* [OBJECTIVE] Could you write out every one of the records below, word for word and unchanged?

* [WORKING DATA]
— START —

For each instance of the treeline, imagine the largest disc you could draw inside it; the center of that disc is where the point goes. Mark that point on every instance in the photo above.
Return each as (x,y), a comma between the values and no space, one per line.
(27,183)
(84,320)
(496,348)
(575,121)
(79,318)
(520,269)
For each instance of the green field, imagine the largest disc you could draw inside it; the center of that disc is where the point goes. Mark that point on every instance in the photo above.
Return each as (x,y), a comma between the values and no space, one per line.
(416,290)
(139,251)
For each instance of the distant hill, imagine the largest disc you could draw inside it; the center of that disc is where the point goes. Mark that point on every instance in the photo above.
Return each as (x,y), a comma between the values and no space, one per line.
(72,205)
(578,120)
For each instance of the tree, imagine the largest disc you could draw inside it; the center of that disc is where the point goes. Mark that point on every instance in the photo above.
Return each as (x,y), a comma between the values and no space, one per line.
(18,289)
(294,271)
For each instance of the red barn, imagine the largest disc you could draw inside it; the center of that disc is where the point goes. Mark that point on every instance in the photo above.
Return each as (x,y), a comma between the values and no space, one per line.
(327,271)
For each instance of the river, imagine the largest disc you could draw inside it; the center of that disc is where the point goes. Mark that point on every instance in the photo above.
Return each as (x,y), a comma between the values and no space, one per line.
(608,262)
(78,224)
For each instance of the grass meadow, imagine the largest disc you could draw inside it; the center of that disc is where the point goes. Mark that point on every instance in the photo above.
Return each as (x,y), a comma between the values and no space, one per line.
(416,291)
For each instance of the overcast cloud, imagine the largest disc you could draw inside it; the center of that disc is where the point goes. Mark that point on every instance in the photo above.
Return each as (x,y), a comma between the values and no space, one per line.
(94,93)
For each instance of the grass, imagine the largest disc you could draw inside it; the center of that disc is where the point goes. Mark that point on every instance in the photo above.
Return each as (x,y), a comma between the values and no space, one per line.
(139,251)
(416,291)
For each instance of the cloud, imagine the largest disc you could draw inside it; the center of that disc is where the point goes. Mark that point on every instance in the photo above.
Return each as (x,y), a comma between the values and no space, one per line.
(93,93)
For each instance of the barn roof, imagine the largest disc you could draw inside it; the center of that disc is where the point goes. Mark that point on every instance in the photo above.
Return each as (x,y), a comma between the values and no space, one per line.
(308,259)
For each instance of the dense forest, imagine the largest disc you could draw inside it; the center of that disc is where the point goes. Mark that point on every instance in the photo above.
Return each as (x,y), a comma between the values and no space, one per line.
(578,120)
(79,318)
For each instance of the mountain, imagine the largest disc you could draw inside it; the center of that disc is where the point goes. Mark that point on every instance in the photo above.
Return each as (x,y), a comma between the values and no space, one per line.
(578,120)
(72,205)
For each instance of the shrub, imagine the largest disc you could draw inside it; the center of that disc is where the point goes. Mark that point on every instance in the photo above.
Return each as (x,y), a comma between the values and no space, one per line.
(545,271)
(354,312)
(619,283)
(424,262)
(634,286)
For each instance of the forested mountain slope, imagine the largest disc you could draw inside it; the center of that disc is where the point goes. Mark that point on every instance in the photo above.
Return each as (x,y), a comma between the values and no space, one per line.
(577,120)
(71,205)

— END —

* [IN RESPONSE]
For each instance of the treeline, imagine the largest disc you could draw inside it; the center of that disc is where the point goes. Mark that point on every instance in the photo above.
Return each as (x,y), a comma between the values and no space, one per line.
(27,183)
(84,320)
(496,348)
(575,121)
(79,318)
(520,269)
For each instance of the green field, imagine the largest disc you could draw inside it; the center of that disc is where the point goes. Mark that point on every instance in the photo above.
Return each as (x,y), a comma between the values and no space, one per line.
(416,290)
(139,251)
For each instance of the distant hill, imagine the largest disc you could draw inside it; the center of that disc is where the point goes. Mark that point on every instance in the photo above.
Return each as (x,y), a comma between the values and no space, one per line.
(72,205)
(578,120)
For each instance of the tree, imagine the largest disc you could draw inside it; the center of that disc is where the point goes. Mark that point on every instance in the photo above.
Return each as (x,y), a comma between the values and no space, one per line.
(18,289)
(294,271)
For each instance of the red barn, imagine the largest disc you could draw inside it; the center of that disc is where the point goes. Mark that point on every instance in the photo above.
Return each as (x,y), a comma between the values and no space, one per line.
(327,271)
For each instance of the river, imagine the largest disc you could draw inside it; the center of that disc is where the point goes. Mark that point on every instance in the photo above.
Return each as (x,y), a comma between the values and no space, one per line.
(608,262)
(78,224)
For each instance of the grass meadow, imagine the largest disc you could draw inside it; the center of that disc is where the point goes. Mark that point on every instance in the photo above.
Return each as (x,y), a comma between the values and no space, one per line.
(416,291)
For each instance of the overcast cloud, imagine the largest disc you could draw inside it; the center of that disc is where the point goes. Mark that point on every instance in the photo above.
Return each as (x,y), a comma between the values and no space, one per line.
(94,93)
For each instance of the grass, imagine the largest disc you could draw inside it; the center of that disc is where the point goes. Mark that point on every instance in the photo above.
Return each as (x,y), a comma between the values and no space, one per line.
(139,251)
(416,291)
For each instance of the cloud, imagine the largest disc you could draw inside it; the center of that disc is where the point goes. Mark that point on every instance in the photo above.
Return each as (x,y), a comma between the values and no space, one per line.
(93,93)
For each instance of the barn roof, imagine the largest disc you could draw inside it; the center of that disc is where the point goes. Mark that point on every instance in the photo above.
Return each as (x,y), a comma between the values and no space, one per line.
(308,259)
For each instance of the dense forest, imagine the largest disc you could draw inside it; the center of that disc is where the point goes. Mark that point on every instance in the photo above.
Return each as (x,y), a comma between the values and no space, one per line.
(578,120)
(79,318)
For each instance of the mountain, imagine the largest disc you could draw inside it; the center of that disc is where the point goes. Mark that point on every instance in the photo above.
Return each as (x,y), a comma between the values and no space, one per line.
(578,120)
(72,205)
For each instance of the shrub, imagine the largest disc you could draw inside it; the center of that disc is where the point goes. Mark that point on every instance in the photo above.
Return each as (x,y), a comma between the values and no space, one per line.
(545,271)
(354,312)
(619,283)
(424,262)
(634,286)
For each instance of the forested mountain slope, imagine the largest disc you could draw inside it; the center of that disc is where the point goes. Mark that point on every instance in the photo above.
Return each as (x,y), a comma between the values and no space, one per line.
(577,120)
(71,205)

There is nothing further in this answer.